Study text section start

Among the most significant hurdles the new administration faces will be untangling and undoing policies put in place over the last four years. Under the Trump administration, the EPA was led first by Scott Pruitt—a fossil-fuel lobbyist who resigned midway through his term due to multiple investigations into ethical breaches and conflicts of interest—and subsequently by his deputy, coal-lobbyist Andrew Wheeler. Pruitt and Wheeler spent their tenures at the EPA erasing the agency’s legacy by rolling back more than 100 of its environmental regulations. As the EPA’s first administrator, William Ruckelshaus, put it in 2017, “We’ve spent 40 years putting together an apparatus to protect public health and the environment from a lot of different pollutants. [Pruitt]’s pulling that whole apparatus down.”

Study text section end

Task prompt:
Continue the passage on the EPA's regulatory rollbacks under the Trump administration, starting after its final sentence.

Raw data section start

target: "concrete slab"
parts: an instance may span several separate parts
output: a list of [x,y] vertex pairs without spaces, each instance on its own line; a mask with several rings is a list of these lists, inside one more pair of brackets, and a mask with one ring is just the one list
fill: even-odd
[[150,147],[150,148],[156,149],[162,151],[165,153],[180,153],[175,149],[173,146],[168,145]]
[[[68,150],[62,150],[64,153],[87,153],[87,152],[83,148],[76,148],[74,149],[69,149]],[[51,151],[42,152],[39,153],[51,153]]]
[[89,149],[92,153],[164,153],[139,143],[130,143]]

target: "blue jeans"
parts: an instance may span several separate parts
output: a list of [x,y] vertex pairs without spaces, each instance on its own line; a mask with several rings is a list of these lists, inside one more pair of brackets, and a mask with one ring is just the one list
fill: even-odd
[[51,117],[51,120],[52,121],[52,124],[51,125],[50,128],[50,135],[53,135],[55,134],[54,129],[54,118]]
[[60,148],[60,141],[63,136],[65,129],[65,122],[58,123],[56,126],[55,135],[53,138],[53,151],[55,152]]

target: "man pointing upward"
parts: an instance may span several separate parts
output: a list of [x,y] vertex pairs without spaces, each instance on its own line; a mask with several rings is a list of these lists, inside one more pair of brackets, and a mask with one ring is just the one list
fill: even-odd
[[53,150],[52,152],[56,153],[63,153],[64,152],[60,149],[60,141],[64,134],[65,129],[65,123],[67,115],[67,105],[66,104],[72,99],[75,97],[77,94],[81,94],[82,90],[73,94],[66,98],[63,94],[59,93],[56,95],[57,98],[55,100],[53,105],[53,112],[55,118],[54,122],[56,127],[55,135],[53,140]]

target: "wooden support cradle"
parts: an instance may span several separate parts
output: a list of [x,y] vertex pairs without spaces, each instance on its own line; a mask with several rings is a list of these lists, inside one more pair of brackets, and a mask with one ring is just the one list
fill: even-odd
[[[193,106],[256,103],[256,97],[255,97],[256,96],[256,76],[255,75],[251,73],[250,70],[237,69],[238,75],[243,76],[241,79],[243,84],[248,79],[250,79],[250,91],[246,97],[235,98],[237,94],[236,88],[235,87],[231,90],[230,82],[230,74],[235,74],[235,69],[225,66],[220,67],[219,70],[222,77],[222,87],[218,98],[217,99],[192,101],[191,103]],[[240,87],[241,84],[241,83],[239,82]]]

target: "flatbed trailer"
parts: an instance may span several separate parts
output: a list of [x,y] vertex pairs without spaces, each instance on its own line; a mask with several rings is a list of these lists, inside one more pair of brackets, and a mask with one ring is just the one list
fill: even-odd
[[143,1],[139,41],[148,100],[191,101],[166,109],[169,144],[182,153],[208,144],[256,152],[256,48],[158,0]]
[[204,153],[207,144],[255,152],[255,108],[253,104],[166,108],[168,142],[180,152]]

Raw data section end

Written answer:
When confirmed as the new EPA administrator, Regan pledged to combat environmental inequality while reaffirming an agency belief in science as the primary weapon against climate change: “Our priorities for the environment are clear. We will restore the role of science and transparency at EPA,” he said in the opening statement of his Senate confirmation hearing. “We will support the dedicated and talented career officials. We will move with a sense of urgency on climate change, and we will stand up for environmental justice and equity.”

The administration’s climate goals won’t be achieved by simply trading jobs in the auto industry for jobs manufacturing zero-emission vehicles, but that’s one place to start; changes to help cities that promote mass transit over single-occupancy-vehicle infrastructure will take longer to unfold. And McCarthy suggested that new industries will arise through the pursuit of clean-energy infrastructure such as wind-power complexes, akin to a contemporary version of the WPA—or a Green New Deal, if you will. While building new industries will be an important part of keeping the country’s workforce engaged, proactively not building has taken on an equally important role, as in the “30 by 30” plan, which proposes conservation of 30 percent of U.S. land and waters by 2030.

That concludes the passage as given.